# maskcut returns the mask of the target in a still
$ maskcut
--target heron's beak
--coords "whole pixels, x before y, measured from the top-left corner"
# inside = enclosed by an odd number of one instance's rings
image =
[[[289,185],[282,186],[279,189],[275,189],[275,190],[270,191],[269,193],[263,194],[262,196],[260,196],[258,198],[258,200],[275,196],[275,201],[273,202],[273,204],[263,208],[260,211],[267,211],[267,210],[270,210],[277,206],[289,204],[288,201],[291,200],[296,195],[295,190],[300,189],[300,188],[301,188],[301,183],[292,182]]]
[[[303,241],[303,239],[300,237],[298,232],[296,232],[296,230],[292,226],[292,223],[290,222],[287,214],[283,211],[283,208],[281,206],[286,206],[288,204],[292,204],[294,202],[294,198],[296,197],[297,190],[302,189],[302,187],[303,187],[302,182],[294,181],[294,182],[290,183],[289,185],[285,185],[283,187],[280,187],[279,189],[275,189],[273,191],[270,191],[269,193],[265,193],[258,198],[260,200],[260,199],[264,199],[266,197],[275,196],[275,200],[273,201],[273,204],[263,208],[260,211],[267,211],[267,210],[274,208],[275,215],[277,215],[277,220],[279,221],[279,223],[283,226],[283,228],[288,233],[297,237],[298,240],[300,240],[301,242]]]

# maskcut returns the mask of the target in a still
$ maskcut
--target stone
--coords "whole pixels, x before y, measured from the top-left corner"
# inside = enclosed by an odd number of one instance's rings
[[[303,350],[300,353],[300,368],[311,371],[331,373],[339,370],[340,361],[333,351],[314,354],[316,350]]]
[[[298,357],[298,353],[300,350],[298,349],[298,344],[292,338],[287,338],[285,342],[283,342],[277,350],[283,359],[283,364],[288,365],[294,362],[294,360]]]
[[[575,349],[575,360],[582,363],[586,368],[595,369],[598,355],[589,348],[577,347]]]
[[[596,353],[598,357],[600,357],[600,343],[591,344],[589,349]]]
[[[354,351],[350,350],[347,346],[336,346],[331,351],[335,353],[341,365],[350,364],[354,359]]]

> WHAT THIS TASK INVOLVES
Repeat each of the entries above precisely as given.

> SOLUTION FOR THIS EXERCISE
# maskcut returns the mask of the target in a still
$ maskcut
--target heron's beak
--coords "whole pixels, x before y, measured from the top-left corner"
# inside = enclosed by an odd number of one instance's rings
image =
[[[289,185],[282,186],[279,189],[275,189],[275,190],[270,191],[269,193],[263,194],[262,196],[260,196],[258,198],[258,200],[275,196],[275,201],[273,202],[273,204],[263,208],[260,211],[267,211],[267,210],[270,210],[277,206],[289,204],[288,201],[291,200],[296,195],[295,190],[300,189],[300,188],[301,188],[301,183],[292,182]]]
[[[303,241],[303,239],[300,237],[298,232],[296,232],[296,230],[292,226],[292,223],[290,222],[287,214],[283,211],[283,208],[281,206],[286,206],[288,204],[292,204],[294,202],[294,198],[296,197],[297,190],[302,189],[302,187],[303,187],[302,182],[294,181],[294,182],[290,183],[289,185],[285,185],[283,187],[280,187],[279,189],[275,189],[273,191],[270,191],[269,193],[265,193],[258,198],[260,200],[260,199],[264,199],[266,197],[275,196],[275,200],[273,201],[273,204],[263,208],[260,211],[267,211],[267,210],[274,208],[275,215],[277,215],[277,220],[279,221],[279,223],[283,226],[283,228],[288,233],[297,237],[298,240],[300,240],[301,242]]]

# maskcut returns the mask of the target in a still
$ maskcut
--target stone
--coords "whole pixels, x before y, measured from the top-left corner"
# inside = enclosed by an odd number of one instance's rings
[[[303,350],[300,353],[300,368],[311,371],[331,373],[339,370],[340,361],[333,351],[314,354],[316,350]]]
[[[298,357],[298,353],[300,350],[298,349],[298,344],[292,338],[287,338],[285,342],[283,342],[277,350],[283,359],[283,364],[288,365],[294,362],[294,360]]]
[[[575,349],[575,360],[582,363],[586,368],[595,369],[598,355],[589,348],[577,347]]]
[[[596,353],[598,357],[600,357],[600,343],[591,344],[589,349]]]
[[[354,351],[350,350],[347,346],[336,346],[331,351],[335,353],[341,365],[350,364],[354,359]]]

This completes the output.